(Bloomberg) Cuando Hugo Chávez asumió el poder en Venezuela en 1999, prometió a sus compatriotas muchas maravillas, desde una alianza “Bolivariana” del hemisferio contra el imperialismo gringo y un sistema socialista del siglo XXI. El libre comercio no era parte del trato. Por lo tanto, no podría haber sido tan sorpresivo cuando el 2 de diciembre, cuatro naciones sudamericanas decretaron suspender la participación de Venezuela en el pacto continental de comercio, al cual nunca debió haber ingresado.
Sin embargo, para los protectores de la República Bolivariana, la expulsión del Mercosur puede haber sido una atrocidad diplomática. El presidente venezolano, Nicolás Maduro, quien sucedió a Chávez en 2013, calificó la maniobra como “un golpe de Estado”; y la ministra de Relaciones Exteriores, Delcy Rodríguez, lo condenó como “un acto ilegal” y se comprometió a apelar. Diversos simpatizantes y militantes radicales – incluso de Uruguay y Paraguay – se unieron al clamor.
= = =
Ejercicio propuesto 1 -
Responde, según el texto sobre la suspensión de Venezuela en el Mercosur:
(a) ¿En qué año asumió Hugo Chávez el poder en Venezuela?
(b) ¿Cuántas naciones sudamericanas decretaron suspender la participación de Venezuela en el pacto?
(c) ¿Cómo calificó Nicolás Maduro la maniobra?

Registros contenidos en un conjunto de datos
= = =
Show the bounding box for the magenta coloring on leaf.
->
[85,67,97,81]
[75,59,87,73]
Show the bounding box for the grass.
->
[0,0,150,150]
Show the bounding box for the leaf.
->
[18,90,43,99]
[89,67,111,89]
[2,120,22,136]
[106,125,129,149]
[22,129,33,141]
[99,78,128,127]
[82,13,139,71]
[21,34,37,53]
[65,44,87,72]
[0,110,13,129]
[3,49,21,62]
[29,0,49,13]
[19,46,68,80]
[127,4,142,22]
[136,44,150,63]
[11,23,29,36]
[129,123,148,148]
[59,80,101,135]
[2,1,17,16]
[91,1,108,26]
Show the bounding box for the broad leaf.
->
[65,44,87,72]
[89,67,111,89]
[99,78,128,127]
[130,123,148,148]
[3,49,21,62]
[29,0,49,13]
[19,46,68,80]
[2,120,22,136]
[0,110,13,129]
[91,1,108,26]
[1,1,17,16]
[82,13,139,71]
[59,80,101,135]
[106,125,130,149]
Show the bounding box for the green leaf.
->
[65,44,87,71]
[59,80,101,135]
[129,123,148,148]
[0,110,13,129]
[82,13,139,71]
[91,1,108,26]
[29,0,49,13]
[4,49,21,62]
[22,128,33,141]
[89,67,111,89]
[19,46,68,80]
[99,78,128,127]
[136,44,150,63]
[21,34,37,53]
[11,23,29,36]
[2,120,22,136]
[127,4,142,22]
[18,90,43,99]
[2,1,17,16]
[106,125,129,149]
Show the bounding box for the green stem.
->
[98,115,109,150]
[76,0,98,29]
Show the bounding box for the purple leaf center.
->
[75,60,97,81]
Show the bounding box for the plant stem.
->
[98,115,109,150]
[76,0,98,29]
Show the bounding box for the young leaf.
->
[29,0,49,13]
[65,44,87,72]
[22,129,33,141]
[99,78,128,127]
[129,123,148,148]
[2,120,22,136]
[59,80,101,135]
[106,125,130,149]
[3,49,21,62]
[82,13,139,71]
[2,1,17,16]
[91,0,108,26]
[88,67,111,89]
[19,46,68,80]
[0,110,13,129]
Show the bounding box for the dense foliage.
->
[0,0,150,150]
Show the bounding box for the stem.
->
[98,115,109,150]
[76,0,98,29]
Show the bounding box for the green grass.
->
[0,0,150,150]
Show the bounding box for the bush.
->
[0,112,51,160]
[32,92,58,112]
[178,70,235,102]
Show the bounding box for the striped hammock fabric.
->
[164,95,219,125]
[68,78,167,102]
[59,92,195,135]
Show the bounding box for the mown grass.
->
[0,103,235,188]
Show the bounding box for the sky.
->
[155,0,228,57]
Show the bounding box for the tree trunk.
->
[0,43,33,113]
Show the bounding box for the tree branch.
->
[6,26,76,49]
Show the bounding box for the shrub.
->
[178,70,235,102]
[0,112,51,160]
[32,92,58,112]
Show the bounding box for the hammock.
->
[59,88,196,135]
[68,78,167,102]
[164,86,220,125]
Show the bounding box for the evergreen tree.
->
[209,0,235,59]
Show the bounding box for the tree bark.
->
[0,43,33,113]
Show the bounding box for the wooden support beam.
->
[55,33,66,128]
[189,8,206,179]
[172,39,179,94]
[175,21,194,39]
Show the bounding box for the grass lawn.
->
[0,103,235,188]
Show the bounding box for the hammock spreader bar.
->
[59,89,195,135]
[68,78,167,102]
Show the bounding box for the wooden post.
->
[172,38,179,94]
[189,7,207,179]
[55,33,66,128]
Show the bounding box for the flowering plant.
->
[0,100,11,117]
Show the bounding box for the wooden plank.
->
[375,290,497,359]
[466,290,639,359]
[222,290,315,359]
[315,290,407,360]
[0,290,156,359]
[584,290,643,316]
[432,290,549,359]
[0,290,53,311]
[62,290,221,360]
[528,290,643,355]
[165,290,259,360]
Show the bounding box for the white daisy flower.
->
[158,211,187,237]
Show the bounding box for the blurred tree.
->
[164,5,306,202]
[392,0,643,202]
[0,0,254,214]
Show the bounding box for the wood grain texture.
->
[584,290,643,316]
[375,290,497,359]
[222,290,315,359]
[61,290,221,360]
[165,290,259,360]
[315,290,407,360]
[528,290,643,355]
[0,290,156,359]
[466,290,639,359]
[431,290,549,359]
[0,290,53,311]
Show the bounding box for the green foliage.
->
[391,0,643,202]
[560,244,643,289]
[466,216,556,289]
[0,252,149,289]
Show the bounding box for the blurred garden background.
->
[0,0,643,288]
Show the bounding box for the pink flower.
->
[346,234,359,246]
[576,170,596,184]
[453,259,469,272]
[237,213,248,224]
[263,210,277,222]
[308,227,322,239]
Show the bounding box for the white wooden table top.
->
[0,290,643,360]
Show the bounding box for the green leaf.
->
= = =
Ejercicio propuesto 2 - Suma 104 a cada coordenada de los recuadros del listado, desde la línea que contiene "Show the bounding box for the hammock." hasta la línea que contiene "[308,227,322,239]", ambas incluidas. Escribe de nuevo todas esas líneas, sin dejar fuera ninguna.

Respuesta 1 -
(a) En 1999.
(b) Cuatro.
(c) Como "un golpe de Estado".

Respuesta 2 -
Show the bounding box for the hammock.
->
[163,192,300,239]
[172,182,271,206]
[268,190,324,229]
Show the bounding box for the evergreen tree.
->
[313,104,339,163]
Show the bounding box for the tree bark.
->
[104,147,137,217]
Show the bounding box for the wooden support beam.
->
[159,137,170,232]
[293,112,310,283]
[276,143,283,198]
[279,125,298,143]
Show the bounding box for the grass lawn.
->
[104,207,339,292]
Show the bounding box for the hammock spreader bar.
->
[163,193,299,239]
[172,182,271,206]
Show the bounding box for the wooden post.
->
[276,142,283,198]
[293,111,311,283]
[159,137,170,232]
Show the bounding box for the flowering plant.
->
[104,204,115,221]
Show the bounding box for the wooden plank.
->
[479,394,601,463]
[570,394,743,463]
[326,394,419,463]
[419,394,511,464]
[104,394,260,463]
[688,394,747,420]
[536,394,653,463]
[104,394,157,415]
[166,394,325,464]
[632,394,747,459]
[269,394,363,464]
Show the bounding box for the white daisy flower.
->
[262,315,291,341]
Show the bounding box for the blurred tree.
->
[268,109,410,306]
[496,104,747,306]
[104,104,358,318]
Show the bounding box for the wood grain texture.
->
[688,394,747,420]
[479,394,601,463]
[326,394,419,463]
[165,394,325,464]
[269,394,363,464]
[419,394,511,464]
[632,394,747,459]
[104,394,260,463]
[570,394,743,463]
[535,394,653,463]
[104,394,157,415]
Show the bounding box for the green foliage.
->
[495,104,747,306]
[664,348,747,393]
[570,320,660,393]
[104,356,253,393]
Show the bounding box for the blurred garden background.
->
[104,104,747,392]
Show the bounding box for the pink flower.
->
[450,338,463,350]
[680,274,700,288]
[557,363,573,376]
[341,317,352,328]
[367,314,381,326]
[412,331,426,343]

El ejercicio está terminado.